Rewrite the part of the items below that opens with the line containing "I need to crop around the mountain slope" and closes with the line containing "[181,112,289,140]" as a Markdown table with the columns Row and Line. Number each row, and leave out blank lines.

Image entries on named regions
╔══

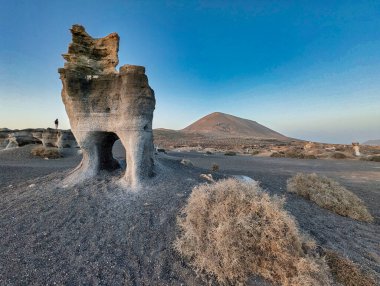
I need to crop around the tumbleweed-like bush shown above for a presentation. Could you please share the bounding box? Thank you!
[174,179,330,286]
[287,173,373,222]
[31,146,62,159]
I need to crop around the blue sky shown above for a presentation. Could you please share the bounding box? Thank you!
[0,0,380,143]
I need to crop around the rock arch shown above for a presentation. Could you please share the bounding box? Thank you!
[58,25,155,187]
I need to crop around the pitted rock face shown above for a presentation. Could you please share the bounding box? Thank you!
[59,25,155,186]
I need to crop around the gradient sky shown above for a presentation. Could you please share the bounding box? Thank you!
[0,0,380,143]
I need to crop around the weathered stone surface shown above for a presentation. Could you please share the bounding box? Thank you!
[56,130,78,148]
[59,25,155,187]
[5,129,40,149]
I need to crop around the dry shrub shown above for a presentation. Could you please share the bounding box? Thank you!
[287,173,373,222]
[174,179,330,286]
[211,163,219,172]
[31,146,62,159]
[181,159,194,167]
[325,250,376,286]
[270,152,285,158]
[369,156,380,162]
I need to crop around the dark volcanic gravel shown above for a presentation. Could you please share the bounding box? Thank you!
[0,148,380,285]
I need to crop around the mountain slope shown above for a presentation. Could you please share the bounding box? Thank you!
[362,139,380,146]
[181,112,288,140]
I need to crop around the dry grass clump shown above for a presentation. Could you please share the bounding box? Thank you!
[369,155,380,162]
[325,250,376,286]
[181,159,194,167]
[174,179,330,286]
[331,152,347,159]
[31,146,62,159]
[211,163,219,172]
[287,173,373,222]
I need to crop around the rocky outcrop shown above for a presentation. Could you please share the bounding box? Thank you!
[56,130,78,148]
[0,128,78,149]
[5,129,40,149]
[59,25,155,187]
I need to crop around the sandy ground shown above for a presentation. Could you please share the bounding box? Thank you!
[0,146,380,285]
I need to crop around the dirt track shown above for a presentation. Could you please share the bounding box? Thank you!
[0,148,380,285]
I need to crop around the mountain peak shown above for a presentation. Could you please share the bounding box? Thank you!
[182,112,287,140]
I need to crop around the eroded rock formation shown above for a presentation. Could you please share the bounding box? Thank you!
[59,25,155,187]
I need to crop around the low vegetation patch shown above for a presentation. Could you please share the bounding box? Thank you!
[325,250,376,286]
[287,173,373,222]
[331,152,347,159]
[181,159,193,167]
[174,179,330,286]
[270,150,317,159]
[369,155,380,162]
[31,146,62,159]
[211,163,219,172]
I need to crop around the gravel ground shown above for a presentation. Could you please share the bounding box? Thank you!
[0,147,380,285]
[167,152,380,285]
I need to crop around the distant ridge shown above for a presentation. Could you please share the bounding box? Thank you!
[362,139,380,146]
[181,112,289,140]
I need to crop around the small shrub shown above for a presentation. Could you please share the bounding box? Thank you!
[181,159,193,167]
[174,179,330,286]
[287,173,373,222]
[31,146,62,159]
[211,163,219,172]
[369,156,380,162]
[331,152,347,159]
[270,152,285,158]
[304,154,317,159]
[284,151,304,159]
[325,250,376,286]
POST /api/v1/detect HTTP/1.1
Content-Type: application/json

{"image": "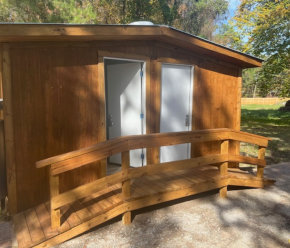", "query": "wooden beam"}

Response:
[219,140,229,198]
[49,172,61,228]
[0,24,262,68]
[229,68,243,168]
[36,128,269,175]
[122,151,131,225]
[51,154,228,209]
[257,146,266,178]
[2,44,18,214]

╚══

» **Reply to the exercise**:
| Row | Line |
|---|---|
| 1 | I need to crop around the mountain slope shown above for a presentation. Could you please share the bounding box? Thank you! |
| 2 | [362,139,380,146] |
| 3 | [181,112,288,140] |
| 4 | I need to crop around the dry grass clump shown above for a presentation. Could you please share the bounding box? Thank you! |
| 5 | [369,155,380,162] |
| 6 | [325,250,376,286] |
| 7 | [181,159,194,167] |
| 8 | [174,179,330,286] |
| 9 | [331,152,347,159] |
| 10 | [31,146,62,159] |
| 11 | [211,163,219,172] |
| 12 | [287,173,373,222] |
| 13 | I need to crop around the rocky outcrop shown above for a presentation. Could you please share the bounding box? Thank you! |
| 14 | [56,130,78,148] |
| 15 | [0,128,78,149] |
| 16 | [5,129,40,149] |
| 17 | [59,25,155,187] |
| 18 | I need to crop around the sandy ground shown above for a presentation. Could you please share the bounding box? Thank you! |
| 19 | [0,146,380,285] |
| 20 | I need to crop around the dirt track shown above for a presentation. Could you please share the bounding box? Thank you! |
| 21 | [0,148,380,285] |
| 22 | I need to crop around the mountain peak shown above for a presentation. Could you please share the bounding box? Thank you! |
| 23 | [182,112,287,140] |
| 24 | I need to crop around the eroded rock formation shown above for a presentation. Could you please share the bounding box? Thank you! |
| 25 | [59,25,155,187] |
| 26 | I need to crop around the low vegetation patch shown above for a presentation. Could you please share the bounding box? Thank you! |
| 27 | [325,250,376,286] |
| 28 | [287,173,373,222] |
| 29 | [331,152,347,159] |
| 30 | [181,159,193,167] |
| 31 | [174,179,330,286] |
| 32 | [270,150,317,159] |
| 33 | [369,155,380,162] |
| 34 | [31,146,62,159] |
| 35 | [211,163,219,172] |
| 36 | I need to crop around the gravel ground shown above for a presentation. Could you please share the bounding box? Thank you! |
| 37 | [0,147,380,285] |
| 38 | [167,152,380,285] |
| 39 | I need to crop around the distant ridge shown above for a presentation. Could you please share the bounding box? Thank you! |
| 40 | [362,139,380,146] |
| 41 | [181,112,289,140] |